PROBLEMS TO WORK ON:
**1)** Rewrite everything in the Broussaud passage from "By 2006, another" down to "so much value.", putting "workers" in place of "employees".
**2)** Carry on the passage about the Broussaud family business from the point where it stops.

PASSAGE:
** BEGIN **

By 2006, another succession and shift took place. At this moment, the family business was in judicial liquidation with 70 employees and was only saved months later due to a philanthropic donation, which allowed the company to rehire 40 employees. This is the moment when Aymeric Broussaud, grandson of the founder, decided to take over the company. His father had discouraged him and had advised his son to “take on a McDonald’s franchise instead of his succession”. But Aymeric and his wife decided to take on the challenge, focusing on importation and negotiation. According to Aymeric, “I didn’t see it coming, the return of ‘Made in France’. I had moved on.” He decided to conserve the manufacturing material rather than sell it because it had lost so much value.

Then Made in France started to make a comeback. Through partnerships with Patrice Cassard, manufacturer of La Fraise tee-shirts and Archiduchesse socks as well as Slip Français (French Underwear) making fashionable, athletic or even luxury clothing items, Broussaud started to develop again. These partnerships along with the development of e-commerce and the wave of Made in France, allowed him to have 150 small but loyal clients, 95% of whom are French. They even innovated manufacturing by robotizing/automatizing their factory, thanks to further investment from the brand Textis. Today, the family business is back to 68 employees, nearly its pre-liquidation numbers. We can see through this case that certain common challenges for family businesses were addressed by Aymeric Broussaud:

Adapting family businesses to new technologies.

** END **

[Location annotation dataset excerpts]

** BEGIN **

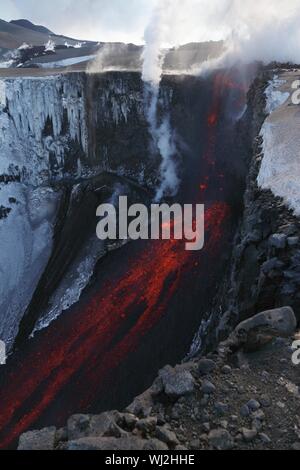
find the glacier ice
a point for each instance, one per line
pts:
(280, 167)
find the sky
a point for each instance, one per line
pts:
(109, 20)
(273, 22)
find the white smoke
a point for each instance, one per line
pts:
(157, 34)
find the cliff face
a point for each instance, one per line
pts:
(57, 132)
(245, 394)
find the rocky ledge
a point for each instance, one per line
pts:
(245, 395)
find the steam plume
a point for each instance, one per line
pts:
(156, 34)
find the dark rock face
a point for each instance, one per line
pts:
(264, 271)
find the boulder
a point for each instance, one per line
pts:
(220, 439)
(278, 241)
(206, 366)
(256, 332)
(177, 382)
(167, 436)
(80, 426)
(155, 444)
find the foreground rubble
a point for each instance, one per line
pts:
(243, 396)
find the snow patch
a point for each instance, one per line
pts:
(25, 247)
(66, 62)
(280, 167)
(275, 98)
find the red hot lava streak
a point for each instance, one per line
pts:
(83, 339)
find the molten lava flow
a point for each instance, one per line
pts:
(63, 369)
(89, 338)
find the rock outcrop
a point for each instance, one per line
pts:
(231, 399)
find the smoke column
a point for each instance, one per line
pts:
(156, 35)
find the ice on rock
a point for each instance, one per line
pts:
(25, 247)
(280, 167)
(31, 103)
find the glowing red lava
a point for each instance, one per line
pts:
(86, 338)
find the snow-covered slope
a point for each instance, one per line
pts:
(40, 119)
(280, 168)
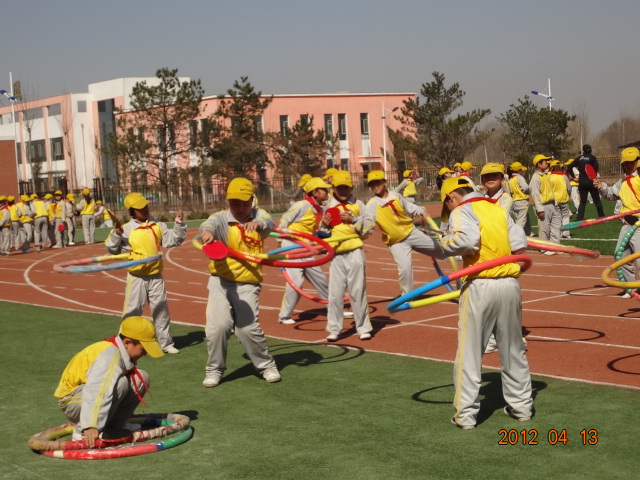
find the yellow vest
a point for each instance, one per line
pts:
(75, 374)
(236, 270)
(88, 207)
(516, 191)
(559, 187)
(393, 221)
(145, 241)
(494, 232)
(347, 229)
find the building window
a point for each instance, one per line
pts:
(284, 125)
(342, 126)
(53, 110)
(328, 125)
(364, 124)
(57, 152)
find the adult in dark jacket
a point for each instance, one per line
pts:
(585, 184)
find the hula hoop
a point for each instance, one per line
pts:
(620, 251)
(164, 425)
(596, 221)
(401, 303)
(87, 265)
(266, 259)
(576, 252)
(619, 263)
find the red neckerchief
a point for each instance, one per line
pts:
(150, 227)
(477, 199)
(628, 180)
(316, 207)
(248, 241)
(133, 373)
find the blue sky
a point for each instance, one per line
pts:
(497, 50)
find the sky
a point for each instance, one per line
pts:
(498, 51)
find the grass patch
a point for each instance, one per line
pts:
(337, 414)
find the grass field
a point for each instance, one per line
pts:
(338, 413)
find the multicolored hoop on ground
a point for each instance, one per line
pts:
(162, 425)
(596, 221)
(614, 266)
(99, 264)
(576, 252)
(405, 302)
(294, 257)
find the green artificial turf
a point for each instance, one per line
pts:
(338, 413)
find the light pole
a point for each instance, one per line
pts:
(545, 95)
(13, 100)
(384, 136)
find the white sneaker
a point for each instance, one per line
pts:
(211, 378)
(271, 375)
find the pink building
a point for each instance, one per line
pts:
(65, 133)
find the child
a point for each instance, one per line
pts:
(627, 190)
(544, 199)
(408, 186)
(143, 237)
(234, 284)
(519, 189)
(490, 301)
(348, 267)
(87, 208)
(304, 216)
(561, 192)
(5, 227)
(101, 386)
(393, 214)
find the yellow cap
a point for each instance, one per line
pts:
(342, 177)
(375, 175)
(304, 179)
(142, 330)
(629, 154)
(315, 182)
(538, 158)
(492, 168)
(135, 200)
(330, 173)
(240, 189)
(517, 167)
(451, 184)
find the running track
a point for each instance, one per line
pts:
(577, 328)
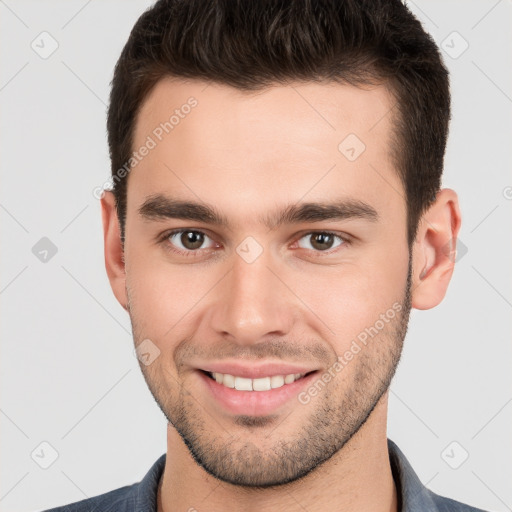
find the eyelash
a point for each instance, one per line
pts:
(164, 240)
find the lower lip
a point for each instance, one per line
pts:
(254, 403)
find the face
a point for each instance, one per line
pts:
(266, 237)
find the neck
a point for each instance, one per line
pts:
(357, 478)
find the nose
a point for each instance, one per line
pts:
(252, 302)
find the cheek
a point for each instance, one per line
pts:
(351, 299)
(164, 296)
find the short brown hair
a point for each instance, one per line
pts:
(252, 45)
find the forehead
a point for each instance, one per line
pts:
(277, 144)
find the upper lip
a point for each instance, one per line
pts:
(255, 370)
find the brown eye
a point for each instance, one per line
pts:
(187, 240)
(321, 241)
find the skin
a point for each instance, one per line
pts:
(249, 155)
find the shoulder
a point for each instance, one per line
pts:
(138, 497)
(444, 504)
(119, 500)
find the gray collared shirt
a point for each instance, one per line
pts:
(141, 497)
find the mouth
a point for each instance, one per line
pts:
(236, 395)
(259, 384)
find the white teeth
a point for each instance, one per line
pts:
(243, 384)
(260, 384)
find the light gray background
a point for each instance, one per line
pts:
(68, 373)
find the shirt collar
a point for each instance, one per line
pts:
(412, 494)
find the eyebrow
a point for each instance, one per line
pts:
(160, 207)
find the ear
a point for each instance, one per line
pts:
(434, 250)
(114, 256)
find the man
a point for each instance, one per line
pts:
(276, 213)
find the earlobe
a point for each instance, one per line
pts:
(114, 254)
(434, 249)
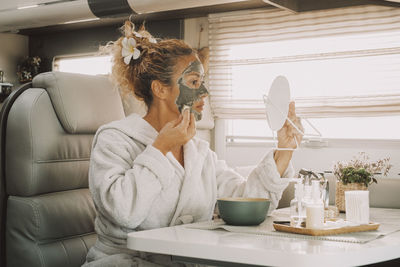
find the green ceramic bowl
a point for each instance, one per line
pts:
(243, 211)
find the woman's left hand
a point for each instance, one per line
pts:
(287, 133)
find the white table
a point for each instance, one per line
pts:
(226, 248)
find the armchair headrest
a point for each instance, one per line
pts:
(82, 102)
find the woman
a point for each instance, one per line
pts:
(152, 172)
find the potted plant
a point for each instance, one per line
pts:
(357, 174)
(28, 68)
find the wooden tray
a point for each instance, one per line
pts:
(318, 232)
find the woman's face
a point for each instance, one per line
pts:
(188, 88)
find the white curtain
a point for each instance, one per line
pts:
(340, 62)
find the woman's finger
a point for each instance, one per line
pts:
(185, 120)
(192, 124)
(292, 111)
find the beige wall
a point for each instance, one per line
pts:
(12, 47)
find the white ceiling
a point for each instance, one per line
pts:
(14, 4)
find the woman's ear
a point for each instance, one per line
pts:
(159, 89)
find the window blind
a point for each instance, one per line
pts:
(339, 62)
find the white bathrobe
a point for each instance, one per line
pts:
(135, 187)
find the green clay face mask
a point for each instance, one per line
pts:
(191, 87)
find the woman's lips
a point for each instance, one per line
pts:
(199, 107)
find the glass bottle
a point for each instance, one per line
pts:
(297, 207)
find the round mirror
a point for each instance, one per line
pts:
(277, 103)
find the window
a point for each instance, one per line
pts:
(84, 64)
(343, 66)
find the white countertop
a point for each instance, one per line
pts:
(221, 245)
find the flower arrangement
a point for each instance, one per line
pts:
(28, 68)
(361, 170)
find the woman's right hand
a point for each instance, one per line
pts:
(176, 133)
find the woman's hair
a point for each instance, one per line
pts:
(157, 61)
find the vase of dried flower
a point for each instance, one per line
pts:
(340, 196)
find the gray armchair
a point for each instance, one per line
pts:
(47, 128)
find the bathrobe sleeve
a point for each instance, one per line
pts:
(124, 179)
(264, 181)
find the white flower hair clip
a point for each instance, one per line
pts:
(151, 39)
(129, 50)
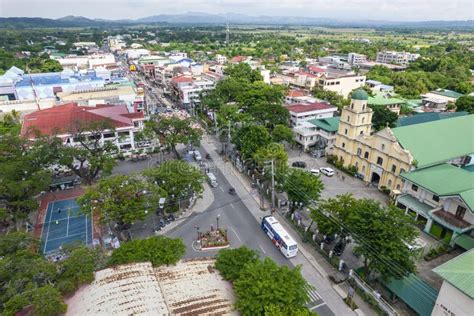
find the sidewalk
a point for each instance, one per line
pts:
(310, 269)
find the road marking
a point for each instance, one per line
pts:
(314, 307)
(237, 235)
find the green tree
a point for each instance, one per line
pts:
(383, 117)
(264, 283)
(249, 138)
(282, 133)
(243, 72)
(381, 235)
(301, 186)
(178, 178)
(231, 262)
(77, 269)
(158, 250)
(465, 103)
(173, 130)
(120, 198)
(92, 156)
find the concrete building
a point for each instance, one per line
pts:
(393, 57)
(355, 59)
(456, 296)
(317, 133)
(300, 113)
(61, 121)
(342, 84)
(381, 157)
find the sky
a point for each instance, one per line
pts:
(359, 10)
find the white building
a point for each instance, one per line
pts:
(456, 296)
(300, 113)
(355, 59)
(221, 59)
(393, 57)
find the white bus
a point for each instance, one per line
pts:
(280, 238)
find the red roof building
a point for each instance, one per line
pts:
(63, 120)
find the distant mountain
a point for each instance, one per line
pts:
(199, 18)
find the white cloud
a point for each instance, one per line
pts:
(399, 10)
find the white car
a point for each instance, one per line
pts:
(327, 171)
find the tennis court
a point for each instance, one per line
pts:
(64, 224)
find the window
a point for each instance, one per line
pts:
(460, 211)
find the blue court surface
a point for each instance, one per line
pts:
(64, 224)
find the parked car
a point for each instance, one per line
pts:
(299, 164)
(327, 171)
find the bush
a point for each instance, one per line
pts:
(158, 250)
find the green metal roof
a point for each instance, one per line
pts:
(414, 204)
(448, 93)
(464, 241)
(415, 292)
(445, 180)
(379, 99)
(330, 124)
(426, 117)
(438, 141)
(359, 94)
(459, 272)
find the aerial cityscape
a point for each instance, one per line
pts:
(237, 157)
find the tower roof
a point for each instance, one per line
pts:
(360, 94)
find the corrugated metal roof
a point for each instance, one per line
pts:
(459, 272)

** END **

IN RESPONSE:
**1)**
By 2006, another succession and shift took place. At this moment, the family business was in judicial liquidation with 70 workers and was only saved months later due to a philanthropic donation, which allowed the company to rehire 40 workers. This is the moment when Aymeric Broussaud, grandson of the founder, decided to take over the company. His father had discouraged him and had advised his son to “take on a McDonald’s franchise instead of his succession”. But Aymeric and his wife decided to take on the challenge, focusing on importation and negotiation. According to Aymeric, “I didn’t see it coming, the return of ‘Made in France’. I had moved on.” He decided to conserve the manufacturing material rather than sell it because it had lost so much value.

**2)**
Since family businesses gamble with their own capital, their risk tolerance is usually lower than other types of businesses. The decision to move forward even after the difficulties faced before and during the liquidation was a risk, even according to family members but it paid off.

A very delicate moment in the life of business is succession. In this case, we see succession complicated by the judicial liquidation. Still, Aymeric Broussaud took on his grandfather’s business, keeping Broussaud Textiles in the family.